__What to do__. Leave out all pictures while repeating the records exactly and completely.

----- Records supplied

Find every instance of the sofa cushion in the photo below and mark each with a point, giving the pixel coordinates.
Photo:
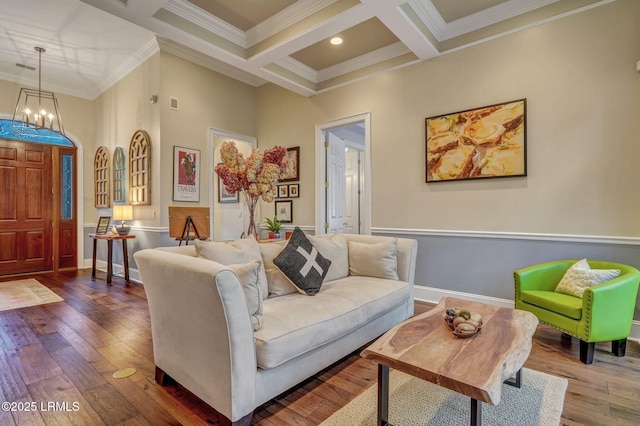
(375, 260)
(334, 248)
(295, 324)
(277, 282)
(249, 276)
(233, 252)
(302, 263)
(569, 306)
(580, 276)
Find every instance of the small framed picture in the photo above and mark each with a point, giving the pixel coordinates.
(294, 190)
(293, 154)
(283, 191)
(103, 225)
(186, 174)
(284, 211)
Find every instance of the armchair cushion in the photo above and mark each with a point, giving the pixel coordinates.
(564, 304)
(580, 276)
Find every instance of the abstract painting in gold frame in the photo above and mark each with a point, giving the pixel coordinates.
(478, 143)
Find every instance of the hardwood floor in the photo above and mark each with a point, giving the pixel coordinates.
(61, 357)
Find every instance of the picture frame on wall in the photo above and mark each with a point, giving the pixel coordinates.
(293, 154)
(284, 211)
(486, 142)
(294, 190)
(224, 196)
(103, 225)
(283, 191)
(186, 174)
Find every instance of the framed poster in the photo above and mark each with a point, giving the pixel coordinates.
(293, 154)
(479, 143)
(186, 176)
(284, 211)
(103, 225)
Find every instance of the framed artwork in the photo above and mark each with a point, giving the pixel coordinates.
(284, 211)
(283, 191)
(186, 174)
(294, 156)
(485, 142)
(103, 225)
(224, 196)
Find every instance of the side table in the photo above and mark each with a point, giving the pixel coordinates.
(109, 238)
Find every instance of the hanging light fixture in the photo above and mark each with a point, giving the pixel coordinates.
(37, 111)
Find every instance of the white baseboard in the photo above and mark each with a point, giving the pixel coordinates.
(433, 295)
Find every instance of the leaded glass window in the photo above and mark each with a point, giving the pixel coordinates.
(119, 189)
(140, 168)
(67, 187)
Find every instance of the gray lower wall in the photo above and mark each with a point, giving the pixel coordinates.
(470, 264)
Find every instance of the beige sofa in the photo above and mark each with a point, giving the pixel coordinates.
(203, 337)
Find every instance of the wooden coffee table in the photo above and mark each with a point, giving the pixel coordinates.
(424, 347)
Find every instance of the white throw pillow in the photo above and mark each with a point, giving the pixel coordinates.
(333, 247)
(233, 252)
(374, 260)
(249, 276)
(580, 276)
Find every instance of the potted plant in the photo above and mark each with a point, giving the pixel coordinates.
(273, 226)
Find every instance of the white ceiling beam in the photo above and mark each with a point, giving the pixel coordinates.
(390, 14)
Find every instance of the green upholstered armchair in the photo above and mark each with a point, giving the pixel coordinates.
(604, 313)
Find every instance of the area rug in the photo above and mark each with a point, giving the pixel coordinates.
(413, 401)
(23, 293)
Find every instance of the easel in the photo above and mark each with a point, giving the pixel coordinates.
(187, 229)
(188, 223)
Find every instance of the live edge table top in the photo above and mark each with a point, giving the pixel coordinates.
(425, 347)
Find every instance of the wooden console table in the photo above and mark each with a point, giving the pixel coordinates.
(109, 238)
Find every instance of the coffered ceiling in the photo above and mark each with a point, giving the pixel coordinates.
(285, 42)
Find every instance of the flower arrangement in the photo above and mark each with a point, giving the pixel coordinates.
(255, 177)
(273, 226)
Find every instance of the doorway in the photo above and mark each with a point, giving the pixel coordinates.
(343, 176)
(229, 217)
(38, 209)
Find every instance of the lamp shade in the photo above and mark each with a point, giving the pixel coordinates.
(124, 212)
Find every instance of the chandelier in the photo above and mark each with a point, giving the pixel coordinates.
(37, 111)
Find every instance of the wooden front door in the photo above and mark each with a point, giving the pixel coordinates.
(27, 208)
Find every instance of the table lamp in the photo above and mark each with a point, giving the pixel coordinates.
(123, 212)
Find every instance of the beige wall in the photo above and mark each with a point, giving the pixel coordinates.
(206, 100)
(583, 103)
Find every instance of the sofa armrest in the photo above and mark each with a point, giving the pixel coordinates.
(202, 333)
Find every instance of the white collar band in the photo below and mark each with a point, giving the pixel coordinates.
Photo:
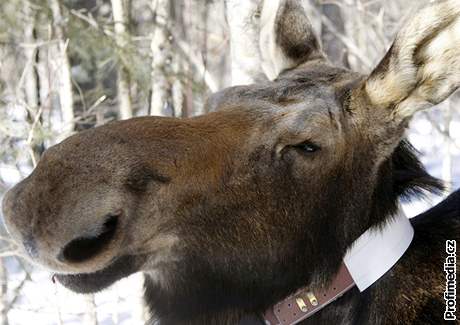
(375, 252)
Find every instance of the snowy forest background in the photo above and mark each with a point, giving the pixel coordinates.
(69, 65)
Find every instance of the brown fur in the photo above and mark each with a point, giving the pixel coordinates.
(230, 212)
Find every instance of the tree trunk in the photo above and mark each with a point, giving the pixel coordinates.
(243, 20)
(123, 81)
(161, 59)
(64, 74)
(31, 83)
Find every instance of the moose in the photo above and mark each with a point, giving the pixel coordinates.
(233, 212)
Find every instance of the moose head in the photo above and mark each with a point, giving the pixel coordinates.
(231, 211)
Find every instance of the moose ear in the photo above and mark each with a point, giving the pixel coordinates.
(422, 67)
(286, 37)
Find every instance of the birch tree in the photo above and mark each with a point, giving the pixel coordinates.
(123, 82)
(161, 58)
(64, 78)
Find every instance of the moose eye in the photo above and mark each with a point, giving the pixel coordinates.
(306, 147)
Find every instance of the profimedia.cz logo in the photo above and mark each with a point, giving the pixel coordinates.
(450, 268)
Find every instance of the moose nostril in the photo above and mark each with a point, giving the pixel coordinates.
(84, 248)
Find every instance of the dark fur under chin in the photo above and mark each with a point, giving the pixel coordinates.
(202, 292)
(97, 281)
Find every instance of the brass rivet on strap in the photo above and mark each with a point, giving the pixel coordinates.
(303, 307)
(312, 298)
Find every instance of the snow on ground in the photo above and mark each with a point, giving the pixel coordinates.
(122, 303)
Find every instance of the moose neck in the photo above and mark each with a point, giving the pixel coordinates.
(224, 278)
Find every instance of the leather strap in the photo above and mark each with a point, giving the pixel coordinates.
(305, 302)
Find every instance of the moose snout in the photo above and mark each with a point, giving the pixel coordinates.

----------

__Result of this exercise__.
Find every instance of the sofa cushion in the photo below and mark each with a point, giving the pixel coordinates.
Photo:
(375, 260)
(334, 248)
(295, 324)
(277, 282)
(249, 276)
(233, 252)
(302, 263)
(569, 306)
(580, 276)
Find every instance of the small framed picture in the photo above and mark each with a point, giving the pixel coordinates.
(294, 190)
(293, 154)
(283, 191)
(103, 225)
(186, 174)
(284, 211)
Find every instance of the armchair cushion in the photo above and mark each with a point, giving the pixel coordinates.
(564, 304)
(580, 276)
Find every instance of the abstract painting in gold frame in the photo above and mark each with a point, giving the pixel coordinates.
(478, 143)
Find every instance of the hardwood floor in the photo above and mark each with a point, giving the pixel coordinates.
(61, 357)
Find every instance of the picture frame on wall in the photo above and mark each with a point, giving the pixel coordinates.
(293, 154)
(284, 211)
(486, 142)
(294, 190)
(224, 196)
(103, 225)
(283, 191)
(186, 174)
Find every instance of the framed poster in the photo above and mark each with a point, giving the pixel coordinates.
(293, 154)
(479, 143)
(186, 176)
(284, 211)
(103, 225)
Find every instance of the framed artwork in the photo above and mark each with a point, giving the pixel coordinates.
(284, 211)
(283, 191)
(186, 174)
(294, 156)
(485, 142)
(103, 225)
(224, 196)
Find every instance of the side table in the photo above and mark each with a point, giving the pixel coordinates.
(109, 238)
Find every instance of the hanging light fixture in the photo above and mark each with a point, giving the pixel coordinates.
(37, 111)
Find every instance of the white baseboard in the photo above and mark each with a point, giving the pixel coordinates.
(433, 295)
Find every instance of the leaded glass window in the photo above and mark each with a point, giving the pixel coordinates.
(119, 189)
(140, 168)
(67, 187)
Find every instance of the gray lower wall in the photo above and mark each with a point, giving the pixel coordinates.
(470, 264)
Find every instance of the beige sofa in the photo above and mark each with a point, giving the pixel coordinates.
(203, 337)
Find every instance of the wooden coffee table in the photo above and mark each with a point, giving the pixel coordinates.
(424, 347)
Find every instance of the white throw pillow in the photo above and mark each with a point, giving the pixel coordinates.
(333, 247)
(233, 252)
(374, 260)
(249, 276)
(580, 276)
Find every instance of the potted plant in the photo above and mark each with a point, giving the pixel coordinates.
(273, 226)
Find every instance of the white ceiling beam in the photo above and mark each with a point, giving the pixel coordinates.
(390, 14)
Find every instance of the green upholstered armchair in the photo above and mark each with a point, giving the pixel coordinates.
(604, 313)
Find every instance of the area rug in the photo above and mark each with a point, giving the pixel coordinates.
(413, 401)
(23, 293)
Find every instance of the easel in the photo above and mark each with a point, giving the pixel coordinates.
(187, 229)
(188, 223)
Find every instance of the live edge table top in the photo above and mark each with a point, giving the pixel coordinates.
(425, 347)
Find every instance of the wooden console table in the photo above and mark each with a point, giving the pixel coordinates.
(109, 238)
Find every instance of the coffered ceiling in the photo above and mark each with a point, giving the pixel coordinates.
(285, 42)
Find every instance of the flower arrangement in the photo above and mark each with a point, giving the pixel coordinates.
(255, 177)
(273, 226)
Find every instance of the doorway in the photo above and mark each with a point, giving the pixel coordinates.
(343, 176)
(229, 217)
(38, 209)
Find every instance of the lamp shade in the photo above and mark each with a point, giving the pixel coordinates.
(124, 212)
Find every instance of the chandelier in the photo above and mark each with a point, giving the pixel coordinates.
(37, 111)
Find every instance of the wooden front door in the photo above and mark each with a point, giving the pixel coordinates.
(27, 208)
Find every instance of the table lamp in the photo above and mark each with a point, giving the pixel coordinates.
(123, 212)
Find every instance of the beige wall in the photo above and mark each with a point, giving the pixel coordinates.
(206, 100)
(583, 103)
Find every instance of the sofa armrest in the photo above and mark each with a point, giving the pixel coordinates.
(202, 333)
Find every instance of the white collar band in the photo below and mark each with a point, giving the pixel coordinates.
Photo:
(375, 252)
Find every instance of the snowy forest background in the photo above and mark each with a point, giving the pixel coordinates.
(69, 65)
Find every instance of the brown fur in the photo above and mark each with a point, giving the pixel coordinates.
(230, 212)
Find every instance of the tree trunk in the photo above and mark each with a point, giving the pixel coordinates.
(243, 20)
(123, 81)
(161, 59)
(64, 74)
(31, 83)
Find every instance of the moose in the photo above and mark each with a point, giving the pixel coordinates.
(233, 212)
Find every instance of the moose head in the photo above and mark each with a point, giving the pixel coordinates.
(231, 211)
Find every instance of the moose ear in the photo above and mark each with a point, giving the pixel coordinates.
(422, 67)
(286, 37)
Find every instance of the birch tree in the photo above and mark each with a point, giving the pixel coordinates.
(123, 82)
(161, 58)
(64, 78)
Find every instance of the moose eye in the photo above and mark each with a point, giving the pixel coordinates.
(306, 147)
Find every instance of the profimedia.cz logo in the photo above and mark each with a point, giving the pixel coordinates.
(450, 268)
Find every instance of the moose nostril in the photo above and mark each with a point, giving the pixel coordinates.
(84, 248)
Find every instance of the dark fur under chin in the photo above and mark each with a point, giving the pixel coordinates.
(202, 292)
(97, 281)
Find every instance of the brass rivet on strap in the photo above and mark each with a point, giving the pixel coordinates.
(303, 307)
(312, 298)
Find every instance of the snow on ground in the photo above and mark each with a point, giving the pixel coordinates.
(122, 303)
Find every instance of the moose neck in the photo above and mark each with a point, giving the pixel coordinates.
(224, 278)
Find every instance of the leather strap in the photo above and mark each with a point, giving the pixel coordinates.
(305, 302)
Find every instance of the moose snout in the photo above and mark each with a point, giving the pixel coordinates.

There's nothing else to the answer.